Task statement: Substitute "occurrence" for every "instance" in the rows below, and reproduce all of them with nothing else altered.

Data supplied:

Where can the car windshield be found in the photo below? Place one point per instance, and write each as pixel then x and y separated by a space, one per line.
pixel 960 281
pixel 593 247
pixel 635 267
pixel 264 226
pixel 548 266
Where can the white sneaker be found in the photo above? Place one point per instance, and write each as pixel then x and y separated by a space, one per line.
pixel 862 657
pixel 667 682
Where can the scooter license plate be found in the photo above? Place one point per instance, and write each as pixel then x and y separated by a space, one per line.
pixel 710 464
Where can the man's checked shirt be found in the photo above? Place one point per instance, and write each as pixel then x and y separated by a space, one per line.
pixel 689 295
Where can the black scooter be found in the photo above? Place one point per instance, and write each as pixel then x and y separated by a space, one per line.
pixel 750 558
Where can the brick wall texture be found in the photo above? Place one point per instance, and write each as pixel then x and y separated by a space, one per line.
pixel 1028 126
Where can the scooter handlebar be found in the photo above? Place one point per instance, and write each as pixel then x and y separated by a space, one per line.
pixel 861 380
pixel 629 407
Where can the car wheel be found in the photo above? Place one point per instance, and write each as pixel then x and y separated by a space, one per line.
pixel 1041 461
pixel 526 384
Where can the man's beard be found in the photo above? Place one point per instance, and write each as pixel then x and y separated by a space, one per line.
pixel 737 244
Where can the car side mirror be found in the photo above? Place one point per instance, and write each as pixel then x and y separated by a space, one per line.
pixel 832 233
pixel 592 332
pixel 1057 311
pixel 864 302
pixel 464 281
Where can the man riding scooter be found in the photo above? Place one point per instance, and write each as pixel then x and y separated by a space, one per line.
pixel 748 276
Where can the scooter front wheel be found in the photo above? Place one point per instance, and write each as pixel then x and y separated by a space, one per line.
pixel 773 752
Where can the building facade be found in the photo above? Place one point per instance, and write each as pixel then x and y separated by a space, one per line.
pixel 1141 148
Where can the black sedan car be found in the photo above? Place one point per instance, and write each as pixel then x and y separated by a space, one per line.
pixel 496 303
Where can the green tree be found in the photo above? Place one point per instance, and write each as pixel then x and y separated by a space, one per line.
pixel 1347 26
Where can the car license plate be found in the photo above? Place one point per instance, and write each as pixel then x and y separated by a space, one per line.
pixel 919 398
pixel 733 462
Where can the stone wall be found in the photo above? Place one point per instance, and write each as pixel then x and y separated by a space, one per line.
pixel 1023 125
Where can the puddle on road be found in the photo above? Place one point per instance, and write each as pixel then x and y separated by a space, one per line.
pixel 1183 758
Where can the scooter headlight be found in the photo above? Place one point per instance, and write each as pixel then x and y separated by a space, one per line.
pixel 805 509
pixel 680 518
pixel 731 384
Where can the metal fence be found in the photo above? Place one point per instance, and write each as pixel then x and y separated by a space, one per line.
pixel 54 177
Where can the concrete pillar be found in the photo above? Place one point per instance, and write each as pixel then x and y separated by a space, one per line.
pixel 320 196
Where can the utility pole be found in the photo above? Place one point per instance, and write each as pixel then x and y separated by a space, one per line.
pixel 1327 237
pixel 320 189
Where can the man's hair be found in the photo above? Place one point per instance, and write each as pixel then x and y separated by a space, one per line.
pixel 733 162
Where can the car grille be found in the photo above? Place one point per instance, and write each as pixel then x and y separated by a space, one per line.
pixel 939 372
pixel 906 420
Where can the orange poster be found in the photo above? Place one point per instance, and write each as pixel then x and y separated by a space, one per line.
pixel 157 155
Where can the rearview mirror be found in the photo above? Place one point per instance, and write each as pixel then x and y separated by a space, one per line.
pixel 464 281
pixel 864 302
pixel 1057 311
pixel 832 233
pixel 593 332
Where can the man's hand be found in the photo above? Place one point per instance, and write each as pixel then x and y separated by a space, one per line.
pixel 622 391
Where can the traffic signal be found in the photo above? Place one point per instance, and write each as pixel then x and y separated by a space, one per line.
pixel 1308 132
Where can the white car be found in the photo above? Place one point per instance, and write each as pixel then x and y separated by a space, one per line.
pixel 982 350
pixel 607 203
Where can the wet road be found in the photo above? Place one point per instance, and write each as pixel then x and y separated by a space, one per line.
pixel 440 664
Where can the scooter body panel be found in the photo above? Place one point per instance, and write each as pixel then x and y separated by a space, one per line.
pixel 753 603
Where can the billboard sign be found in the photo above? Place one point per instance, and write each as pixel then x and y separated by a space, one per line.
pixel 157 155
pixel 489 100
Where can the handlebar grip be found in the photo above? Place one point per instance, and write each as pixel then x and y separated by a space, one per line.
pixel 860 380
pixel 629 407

Answer to this task:
Where can the car windshield be found in the photo below? Place one point per occurrence, and write each as pixel then x and y separated by a space, one per line.
pixel 960 281
pixel 593 247
pixel 635 267
pixel 264 226
pixel 548 266
Where can the white sneaker be found in the photo above? Place one point per occurrence, and write each as pixel then x and y separated by a space, one per line.
pixel 862 657
pixel 667 682
Where can the scooter license plate be found in the photo above? Place one point per occurrence, and write each as pixel then x and y separated by a space, one per line.
pixel 710 464
Where can the man's checked shirt be found in the photo above? Place one point per occurrence, and write each as pixel then x and y separated by a space, one per line.
pixel 689 295
Where can the black scooter be found in the photo above? Place one point per occurrence, and write each as pixel then x and y separated by a space, one per line.
pixel 750 558
Where can the brick wall texture be found in the photo above? Place one point per occurrence, and write each as pixel then x and y separated by a space, one per line.
pixel 1028 126
Where can the scooter handlebar be found in the photo above? Place one point per occurrence, and write each as pixel then x and y separated by a space, one per line.
pixel 861 380
pixel 629 407
Where can the car wheel be found in the photo above? Place one point per occurrence, and write each as pixel then x and y separated by a space, one per line.
pixel 1041 461
pixel 526 384
Where can the man's beard be found in the photo above? Place one point per occurrence, and write each as pixel then x and y separated by a space, one per line.
pixel 737 244
Where can the car side mirror be found in the photo above? Place one point per occurrence, and write each as pixel then x and y separated by a space, one per line.
pixel 832 233
pixel 592 332
pixel 1057 311
pixel 864 302
pixel 464 281
Where can the man riding scooter be found in the photo above? Place one point per occurrence, and write each as pixel then x and y separated by a space, one per line.
pixel 748 276
Where can the scooter front wheel be found in the photo above? Place one point per occurrence, and write each as pixel then x and y separated by a space, one per line.
pixel 773 752
Where can the building facade be found in the photo above? Place one point per occurrence, and write each as pixel then x and y separated by a space, one per line.
pixel 1141 148
Where can the black sedan car be found in the photo above? Place one point per occurrence, and write each as pixel then x and y separated by a space, one per line.
pixel 496 303
Where can the green tree be found in the photo above? Place one point per occurrence, and write each as pixel then x and y separated by a space, one per line.
pixel 1347 26
Where can the car license plate be found in the photo above? Place one point per occurrence, and write each as pixel then x and y separated by a space, one per line.
pixel 919 398
pixel 733 462
Where can the stone wall be found in the photo above? Place one point per occurrence, and write each as pixel then x and y separated by a space, one per line.
pixel 1023 125
Where can the puddle on road be found in the photo above? Place one point per occurrence, and write each as pixel then x and y separated by a space, one per line.
pixel 1183 758
Where can the scooter headlight be found in the photo above? Place one point per occurrence, and write each as pixel then x and y separated by a space, one per line.
pixel 805 509
pixel 680 518
pixel 731 384
Where can the metal fence be found in the photo above? Place one point per occurrence, and write each as pixel then x and y separated by a space, one per line.
pixel 54 177
Where can the concrete pillar be found in the photo above? Place one point per occurrence, and write each as pixel then x and y separated by a space, one per line.
pixel 320 196
Where can the utility pole be found in the photo above? Place one point per occurrence, and write each as pixel then x and y separated by a space, one per line.
pixel 1327 237
pixel 320 189
Where can the man's hair be found in the photo above? Place one point per occurrence, and write each as pixel then x and y separated by a space, one per line.
pixel 733 162
Where can the car grille be found in the photo above? Place one point per occurrence, and write each as pixel then x and y separated by a space, one per line.
pixel 939 372
pixel 906 420
Where can the orange poster be found in the photo above? Place one point per occurrence, and write each as pixel then x and y separated by a space, one per line.
pixel 157 155
Where can the rearview mirror be found in the photo above? Place one point per occurrence, and write each as pixel then x and y separated by a space, one per line.
pixel 464 281
pixel 864 302
pixel 1057 311
pixel 832 233
pixel 593 332
Where can the man's hand be found in the photo above? Place one point per occurrence, and write each as pixel then x and y separated by a space, one per line.
pixel 622 391
Where can the traffic signal be found in the photo above? Place one point per occurrence, and write each as pixel then x and y separated by a space, one per line.
pixel 1308 132
Where can the white car be found in the photo above? Place one point per occurrence, and write each as pixel then x and y separated by a space, one per line.
pixel 982 350
pixel 607 203
Where can the wet road be found in the photo above? Place one point per occurrence, and write each as pixel then x and y separated by a space, one per line.
pixel 440 664
Where can the scooter body panel be found in the photo above? Place one point per occurrence, and write each as pixel then x and y separated by a space, one per line.
pixel 753 603
Where can the billboard sign be found in the photo above? Place one point per occurrence, and write each as pixel then x and y separated by a space, one per line.
pixel 157 155
pixel 489 100
Where can the handlebar grip be found in the photo above? Place one point per occurrence, and write each as pixel then x and y separated by a space, one per line.
pixel 860 380
pixel 629 407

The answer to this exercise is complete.